Set problem:
Can you repeat, word for word, the lines below that start with the one containing "the balcony for the picker robot." and run through the last line?

-- START --

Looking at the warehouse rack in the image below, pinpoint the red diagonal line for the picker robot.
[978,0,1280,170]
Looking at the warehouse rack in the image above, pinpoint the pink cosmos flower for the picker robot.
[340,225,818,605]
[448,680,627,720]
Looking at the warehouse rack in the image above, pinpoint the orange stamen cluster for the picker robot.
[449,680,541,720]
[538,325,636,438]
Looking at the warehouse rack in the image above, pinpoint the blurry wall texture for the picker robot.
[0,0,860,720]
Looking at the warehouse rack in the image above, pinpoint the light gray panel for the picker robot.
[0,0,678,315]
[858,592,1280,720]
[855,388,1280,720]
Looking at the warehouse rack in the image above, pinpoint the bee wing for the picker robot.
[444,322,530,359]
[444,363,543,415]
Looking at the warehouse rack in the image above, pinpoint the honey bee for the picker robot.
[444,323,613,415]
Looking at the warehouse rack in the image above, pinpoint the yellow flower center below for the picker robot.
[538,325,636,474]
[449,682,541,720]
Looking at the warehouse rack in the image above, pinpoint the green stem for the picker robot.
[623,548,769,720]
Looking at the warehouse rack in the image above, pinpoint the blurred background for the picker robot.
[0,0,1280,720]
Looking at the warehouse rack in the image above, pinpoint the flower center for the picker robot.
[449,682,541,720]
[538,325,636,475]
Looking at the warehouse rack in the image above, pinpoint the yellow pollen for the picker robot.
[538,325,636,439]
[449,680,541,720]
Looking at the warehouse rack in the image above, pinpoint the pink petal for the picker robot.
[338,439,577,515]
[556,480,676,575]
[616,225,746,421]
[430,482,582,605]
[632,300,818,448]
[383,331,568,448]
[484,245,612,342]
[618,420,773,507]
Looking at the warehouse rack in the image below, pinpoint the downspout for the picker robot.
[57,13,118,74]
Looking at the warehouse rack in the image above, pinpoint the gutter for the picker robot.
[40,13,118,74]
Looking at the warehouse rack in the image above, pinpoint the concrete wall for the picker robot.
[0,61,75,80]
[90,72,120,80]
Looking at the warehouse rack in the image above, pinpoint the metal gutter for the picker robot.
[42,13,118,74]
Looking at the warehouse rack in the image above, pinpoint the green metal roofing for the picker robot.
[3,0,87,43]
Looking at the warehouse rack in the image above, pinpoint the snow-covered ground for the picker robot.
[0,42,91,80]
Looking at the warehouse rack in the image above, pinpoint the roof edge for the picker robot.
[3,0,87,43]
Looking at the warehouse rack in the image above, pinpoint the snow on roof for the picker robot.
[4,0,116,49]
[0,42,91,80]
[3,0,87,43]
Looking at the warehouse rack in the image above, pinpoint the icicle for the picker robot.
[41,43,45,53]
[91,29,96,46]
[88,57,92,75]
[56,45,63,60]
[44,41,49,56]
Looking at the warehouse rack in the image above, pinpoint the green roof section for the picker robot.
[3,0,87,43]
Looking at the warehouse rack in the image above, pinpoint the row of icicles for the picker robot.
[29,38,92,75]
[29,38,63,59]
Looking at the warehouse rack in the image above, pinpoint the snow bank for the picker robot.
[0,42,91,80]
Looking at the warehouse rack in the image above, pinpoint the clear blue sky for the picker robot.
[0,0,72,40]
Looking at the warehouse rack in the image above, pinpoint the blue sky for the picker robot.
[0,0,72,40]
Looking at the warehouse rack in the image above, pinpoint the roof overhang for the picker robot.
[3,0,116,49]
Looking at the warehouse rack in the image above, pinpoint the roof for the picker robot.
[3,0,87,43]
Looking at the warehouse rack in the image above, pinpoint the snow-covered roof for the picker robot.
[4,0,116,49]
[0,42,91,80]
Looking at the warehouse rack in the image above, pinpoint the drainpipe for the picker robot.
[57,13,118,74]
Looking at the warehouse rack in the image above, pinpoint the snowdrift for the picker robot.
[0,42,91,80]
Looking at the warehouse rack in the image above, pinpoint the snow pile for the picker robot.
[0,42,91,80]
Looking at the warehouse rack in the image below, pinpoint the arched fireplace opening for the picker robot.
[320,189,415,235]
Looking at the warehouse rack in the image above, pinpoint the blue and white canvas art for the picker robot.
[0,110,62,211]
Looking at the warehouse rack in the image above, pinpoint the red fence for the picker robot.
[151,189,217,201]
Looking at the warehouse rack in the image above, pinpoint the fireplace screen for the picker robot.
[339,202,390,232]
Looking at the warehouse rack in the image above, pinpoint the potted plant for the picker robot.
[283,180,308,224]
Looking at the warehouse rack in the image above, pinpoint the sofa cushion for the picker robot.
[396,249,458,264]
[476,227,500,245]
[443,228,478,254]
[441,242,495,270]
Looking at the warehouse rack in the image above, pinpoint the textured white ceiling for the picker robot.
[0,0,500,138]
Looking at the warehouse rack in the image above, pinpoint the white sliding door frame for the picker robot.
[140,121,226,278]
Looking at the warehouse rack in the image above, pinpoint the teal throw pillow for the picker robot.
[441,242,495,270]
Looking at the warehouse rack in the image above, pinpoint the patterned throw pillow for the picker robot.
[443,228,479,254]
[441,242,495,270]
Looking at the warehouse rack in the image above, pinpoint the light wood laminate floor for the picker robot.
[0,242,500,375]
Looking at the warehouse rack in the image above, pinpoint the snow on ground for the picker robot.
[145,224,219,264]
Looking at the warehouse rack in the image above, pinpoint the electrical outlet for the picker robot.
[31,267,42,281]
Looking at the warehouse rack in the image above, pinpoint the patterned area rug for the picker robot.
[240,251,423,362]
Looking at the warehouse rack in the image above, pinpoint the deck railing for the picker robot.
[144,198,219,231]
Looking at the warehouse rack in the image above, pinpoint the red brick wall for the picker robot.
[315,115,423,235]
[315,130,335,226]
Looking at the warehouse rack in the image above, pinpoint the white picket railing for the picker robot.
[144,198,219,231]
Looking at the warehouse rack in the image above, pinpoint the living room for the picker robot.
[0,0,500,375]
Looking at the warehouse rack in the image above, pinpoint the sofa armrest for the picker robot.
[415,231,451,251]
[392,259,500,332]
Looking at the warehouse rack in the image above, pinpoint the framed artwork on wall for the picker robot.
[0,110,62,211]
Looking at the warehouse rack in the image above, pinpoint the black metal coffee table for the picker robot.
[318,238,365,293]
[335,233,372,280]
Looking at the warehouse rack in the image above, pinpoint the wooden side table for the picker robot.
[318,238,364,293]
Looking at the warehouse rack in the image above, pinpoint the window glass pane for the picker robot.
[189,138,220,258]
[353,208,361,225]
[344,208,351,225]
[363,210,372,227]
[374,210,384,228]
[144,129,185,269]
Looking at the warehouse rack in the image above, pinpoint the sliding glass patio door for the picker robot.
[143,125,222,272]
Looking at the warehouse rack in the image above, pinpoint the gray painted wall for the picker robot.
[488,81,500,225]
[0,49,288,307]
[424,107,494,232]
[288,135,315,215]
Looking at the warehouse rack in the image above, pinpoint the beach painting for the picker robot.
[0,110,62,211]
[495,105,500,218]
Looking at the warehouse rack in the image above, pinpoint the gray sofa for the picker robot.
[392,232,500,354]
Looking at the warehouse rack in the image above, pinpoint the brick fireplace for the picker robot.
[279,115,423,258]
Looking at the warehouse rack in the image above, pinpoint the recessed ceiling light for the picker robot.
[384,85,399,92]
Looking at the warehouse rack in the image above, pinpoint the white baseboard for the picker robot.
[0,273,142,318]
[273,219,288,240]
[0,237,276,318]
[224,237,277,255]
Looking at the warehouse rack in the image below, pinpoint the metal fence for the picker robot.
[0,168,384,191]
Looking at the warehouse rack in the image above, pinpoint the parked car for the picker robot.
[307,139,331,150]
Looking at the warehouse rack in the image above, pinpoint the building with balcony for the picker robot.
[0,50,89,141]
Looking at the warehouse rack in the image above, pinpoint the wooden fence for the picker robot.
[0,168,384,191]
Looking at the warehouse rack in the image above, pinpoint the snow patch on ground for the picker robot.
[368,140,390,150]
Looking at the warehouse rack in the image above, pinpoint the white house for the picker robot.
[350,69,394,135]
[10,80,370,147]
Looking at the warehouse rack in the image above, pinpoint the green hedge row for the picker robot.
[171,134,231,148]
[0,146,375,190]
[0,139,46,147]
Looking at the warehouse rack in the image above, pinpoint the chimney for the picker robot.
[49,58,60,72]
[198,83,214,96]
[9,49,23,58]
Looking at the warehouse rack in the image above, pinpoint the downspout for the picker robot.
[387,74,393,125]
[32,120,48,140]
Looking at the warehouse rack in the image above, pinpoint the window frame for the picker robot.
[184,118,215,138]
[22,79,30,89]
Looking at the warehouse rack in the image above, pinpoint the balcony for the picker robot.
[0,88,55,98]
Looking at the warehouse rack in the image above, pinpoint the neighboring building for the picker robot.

-- END --

Expected output:
Looking at the warehouse rack in the image above, pinpoint the balcony for the picker robot.
[0,88,55,98]
Looking at the warehouse rack in the image above, pinpoint the neighboring building for the picker robot.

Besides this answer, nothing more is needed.